[START RECORDS FOR THE EXERCISE]

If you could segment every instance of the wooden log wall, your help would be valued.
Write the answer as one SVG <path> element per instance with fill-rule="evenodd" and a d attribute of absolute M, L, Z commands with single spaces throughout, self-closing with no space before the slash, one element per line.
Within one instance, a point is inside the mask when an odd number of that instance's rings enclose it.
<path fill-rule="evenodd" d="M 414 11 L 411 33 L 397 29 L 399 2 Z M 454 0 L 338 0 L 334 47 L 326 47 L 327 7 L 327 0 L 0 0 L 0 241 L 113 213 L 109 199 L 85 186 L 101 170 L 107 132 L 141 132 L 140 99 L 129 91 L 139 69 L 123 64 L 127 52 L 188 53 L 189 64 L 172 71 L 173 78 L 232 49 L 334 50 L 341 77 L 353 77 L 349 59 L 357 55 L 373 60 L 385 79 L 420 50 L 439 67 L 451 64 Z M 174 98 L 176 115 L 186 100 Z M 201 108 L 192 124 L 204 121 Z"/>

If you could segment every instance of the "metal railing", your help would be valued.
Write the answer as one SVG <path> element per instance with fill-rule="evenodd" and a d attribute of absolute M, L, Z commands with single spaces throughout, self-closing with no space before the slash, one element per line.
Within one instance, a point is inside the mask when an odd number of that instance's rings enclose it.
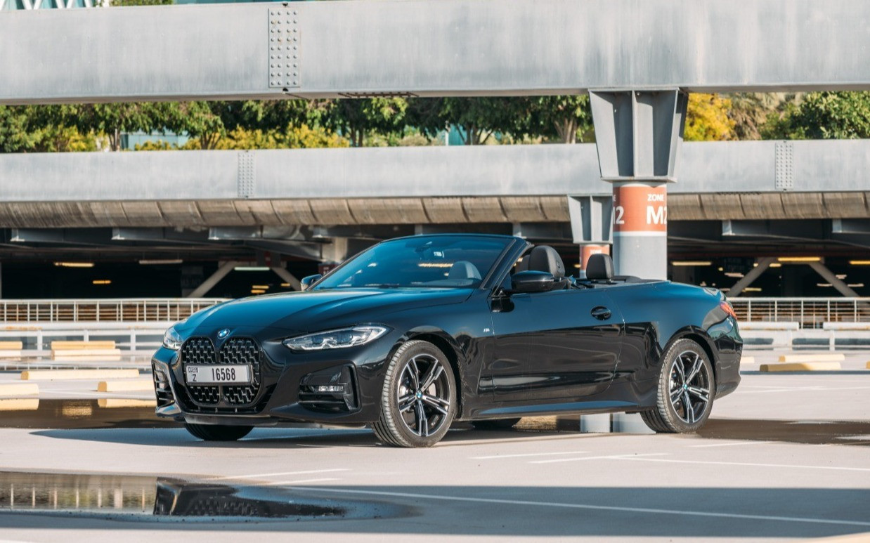
<path fill-rule="evenodd" d="M 2 322 L 177 321 L 224 301 L 218 298 L 0 299 Z"/>
<path fill-rule="evenodd" d="M 733 298 L 740 321 L 796 322 L 821 328 L 826 322 L 870 322 L 870 298 Z"/>

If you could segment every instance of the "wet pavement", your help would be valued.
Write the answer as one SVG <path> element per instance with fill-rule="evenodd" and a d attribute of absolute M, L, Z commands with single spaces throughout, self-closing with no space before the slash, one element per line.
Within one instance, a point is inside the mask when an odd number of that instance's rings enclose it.
<path fill-rule="evenodd" d="M 747 367 L 697 435 L 579 433 L 576 419 L 535 418 L 512 431 L 458 423 L 423 450 L 382 446 L 366 429 L 258 428 L 206 443 L 152 407 L 109 402 L 148 392 L 41 383 L 38 397 L 0 411 L 0 538 L 773 541 L 870 532 L 870 372 L 860 371 L 870 356 L 847 357 L 841 372 Z"/>

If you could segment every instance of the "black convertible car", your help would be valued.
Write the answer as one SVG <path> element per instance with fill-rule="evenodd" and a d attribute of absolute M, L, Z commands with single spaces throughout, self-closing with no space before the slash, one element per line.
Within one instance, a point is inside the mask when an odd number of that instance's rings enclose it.
<path fill-rule="evenodd" d="M 385 241 L 300 292 L 233 300 L 166 332 L 157 414 L 193 435 L 368 424 L 399 446 L 454 420 L 639 412 L 693 432 L 740 382 L 742 339 L 716 289 L 614 277 L 595 255 L 566 276 L 552 247 L 508 236 Z"/>

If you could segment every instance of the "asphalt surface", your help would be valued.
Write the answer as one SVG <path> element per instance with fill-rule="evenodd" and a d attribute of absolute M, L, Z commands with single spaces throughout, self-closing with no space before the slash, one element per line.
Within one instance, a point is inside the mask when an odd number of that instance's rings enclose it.
<path fill-rule="evenodd" d="M 237 443 L 204 443 L 147 408 L 100 408 L 107 395 L 95 383 L 41 382 L 35 414 L 0 413 L 0 540 L 773 541 L 870 533 L 870 353 L 847 353 L 841 372 L 799 374 L 760 373 L 780 353 L 748 354 L 755 364 L 698 435 L 579 433 L 576 419 L 535 419 L 509 432 L 458 425 L 423 450 L 382 446 L 365 429 L 255 429 Z M 15 377 L 0 373 L 0 382 Z M 183 499 L 167 501 L 166 488 Z M 170 502 L 207 514 L 154 514 Z M 338 513 L 224 516 L 270 503 Z"/>

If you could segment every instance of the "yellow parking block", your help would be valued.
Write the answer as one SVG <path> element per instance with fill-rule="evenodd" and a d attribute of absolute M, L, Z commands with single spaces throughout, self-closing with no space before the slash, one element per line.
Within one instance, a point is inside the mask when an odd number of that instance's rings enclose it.
<path fill-rule="evenodd" d="M 98 392 L 125 392 L 154 390 L 154 381 L 148 379 L 135 379 L 130 381 L 100 381 L 97 385 Z"/>
<path fill-rule="evenodd" d="M 24 381 L 101 380 L 137 377 L 139 377 L 138 370 L 27 370 L 21 372 L 21 379 Z"/>
<path fill-rule="evenodd" d="M 842 354 L 783 354 L 780 362 L 842 362 Z"/>
<path fill-rule="evenodd" d="M 130 398 L 99 398 L 97 405 L 103 408 L 116 407 L 157 407 L 157 399 L 133 399 Z"/>
<path fill-rule="evenodd" d="M 38 398 L 0 399 L 0 411 L 36 411 L 37 409 L 39 409 Z"/>
<path fill-rule="evenodd" d="M 36 383 L 3 383 L 0 385 L 0 396 L 33 396 L 39 393 Z"/>
<path fill-rule="evenodd" d="M 788 364 L 762 364 L 760 372 L 836 372 L 840 362 L 792 362 Z"/>

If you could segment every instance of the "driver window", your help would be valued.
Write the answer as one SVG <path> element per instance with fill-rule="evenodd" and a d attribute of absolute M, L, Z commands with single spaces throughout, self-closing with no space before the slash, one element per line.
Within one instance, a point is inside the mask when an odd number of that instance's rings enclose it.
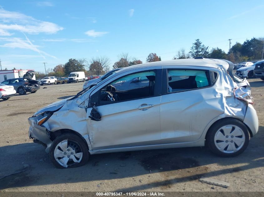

[END RECORDS FOR THE EXERCISE]

• SHORT PROBLEM
Rewrite all of the data above, substituting "it would be much appreciated" for every "your help would be valued" and keeping everything else the same. Leave the pictures out.

• ANSWER TO THIS EXERCISE
If you could segment every instance of the wooden log wall, it would be much appreciated.
Write the answer as one SVG <path> element per instance with fill-rule="evenodd" and a d attribute of absolute M, L, Z commands with single spaces throughout, self-closing with no space before the slash, one element per line.
Within one instance, a point is inside the mask when an odd number of that instance's rings enclose it.
<path fill-rule="evenodd" d="M 414 11 L 411 33 L 397 29 L 399 2 Z M 454 0 L 338 0 L 334 47 L 326 47 L 327 7 L 327 0 L 0 0 L 0 241 L 113 213 L 109 199 L 85 186 L 101 170 L 107 132 L 141 132 L 140 99 L 129 91 L 139 69 L 123 64 L 127 52 L 188 53 L 189 64 L 172 71 L 173 78 L 232 49 L 334 50 L 341 77 L 353 77 L 349 59 L 357 55 L 373 60 L 385 79 L 420 50 L 439 67 L 451 64 Z M 174 98 L 176 115 L 186 100 Z M 201 108 L 192 124 L 204 121 Z"/>

If you could segment every instance of the "metal railing", it would be much appreciated.
Write the answer as one SVG <path> element per instance with fill-rule="evenodd" and a d attribute of absolute M, L, Z commands with single spaces throughout, self-closing with no space before the slash, one element per line.
Within one instance, a point is inside the mask when an odd number of that instance's rings enclose it.
<path fill-rule="evenodd" d="M 2 322 L 177 321 L 224 301 L 218 298 L 0 299 Z"/>
<path fill-rule="evenodd" d="M 733 298 L 740 321 L 796 322 L 821 328 L 826 322 L 870 322 L 870 298 Z"/>

If you could segment every instance of the "wet pavement", it would be much appreciated.
Write the answer as one SVG <path> element per instance with fill-rule="evenodd" and a d attribute of absolute M, L, Z commands with single spaces throughout, self-closing with no space before the slash, one element per line.
Within one instance, a point is inside the mask when an odd number of that instance's rings enclose it.
<path fill-rule="evenodd" d="M 747 367 L 697 435 L 579 433 L 576 419 L 535 418 L 512 431 L 458 423 L 423 450 L 382 446 L 366 429 L 258 428 L 206 443 L 152 407 L 109 402 L 148 392 L 41 383 L 38 397 L 0 411 L 0 538 L 773 541 L 870 532 L 870 372 L 860 371 L 870 356 L 847 357 L 841 372 Z"/>

If you could segment every instance of the "black convertible car", it would be much appreciated.
Write the answer as one SVG <path> element per instance with fill-rule="evenodd" and a d attribute of absolute M, L, Z commands with single spaces throughout, self-closing with no space before the slash, one element per line.
Within one instance, a point is inside the mask when an odd number of that instance's rings enclose it.
<path fill-rule="evenodd" d="M 385 241 L 300 292 L 233 300 L 166 332 L 157 414 L 193 435 L 368 424 L 399 446 L 454 420 L 639 412 L 693 432 L 740 382 L 742 339 L 716 289 L 614 277 L 595 255 L 566 276 L 552 247 L 508 236 Z"/>

If you could segment every instance of the "asphalt surface", it would be much appreciated.
Write the answer as one SVG <path> element per instance with fill-rule="evenodd" and a d attribute of absolute M, L, Z commands with single spaces throughout, self-closing with no space before the slash, one element per line.
Within one instance, a point is inside the mask when an odd number of that instance's rings enclose it.
<path fill-rule="evenodd" d="M 237 443 L 204 443 L 147 408 L 100 408 L 107 395 L 95 383 L 41 382 L 35 414 L 0 413 L 0 540 L 773 541 L 870 533 L 870 353 L 847 353 L 841 372 L 799 374 L 760 373 L 780 353 L 748 354 L 755 364 L 698 435 L 579 433 L 576 419 L 535 419 L 509 432 L 458 425 L 423 450 L 382 446 L 365 429 L 255 429 Z M 15 377 L 0 373 L 0 382 Z M 183 499 L 167 501 L 166 488 Z M 170 502 L 207 514 L 154 514 Z M 338 513 L 224 516 L 270 503 Z"/>

If you could segment every instance of the "yellow parking block", it would be much appreciated.
Write the answer as one SVG <path> element per instance with fill-rule="evenodd" and a d attribute of absolute M, L, Z commands with single spaces throughout, self-closing with no space before the slash, one element per line.
Within one instance, a point is inside the mask when an odd number of that instance's rings enclose it.
<path fill-rule="evenodd" d="M 98 392 L 125 392 L 154 390 L 154 381 L 148 379 L 135 379 L 130 381 L 100 381 L 97 385 Z"/>
<path fill-rule="evenodd" d="M 24 381 L 101 380 L 137 377 L 139 377 L 138 370 L 27 370 L 21 372 L 21 379 Z"/>
<path fill-rule="evenodd" d="M 842 354 L 783 354 L 780 362 L 842 362 Z"/>
<path fill-rule="evenodd" d="M 130 398 L 99 398 L 97 405 L 103 408 L 116 407 L 157 407 L 157 399 L 133 399 Z"/>
<path fill-rule="evenodd" d="M 38 398 L 0 399 L 0 411 L 36 411 L 37 409 L 39 409 Z"/>
<path fill-rule="evenodd" d="M 36 383 L 3 383 L 0 385 L 0 396 L 33 396 L 39 393 Z"/>
<path fill-rule="evenodd" d="M 788 364 L 762 364 L 760 372 L 836 372 L 840 362 L 792 362 Z"/>

If you could segment every instance of the "driver window", it would be much appreciated.
Write the answer as one SVG <path> element per instance with fill-rule="evenodd" and a d attribute of absolute M, L, Z commands with single spaces throughout, self-closing with no space before the slash, one element per line.
Within one instance, a point is inside the mask when an odd number of that instance's rings enclose it.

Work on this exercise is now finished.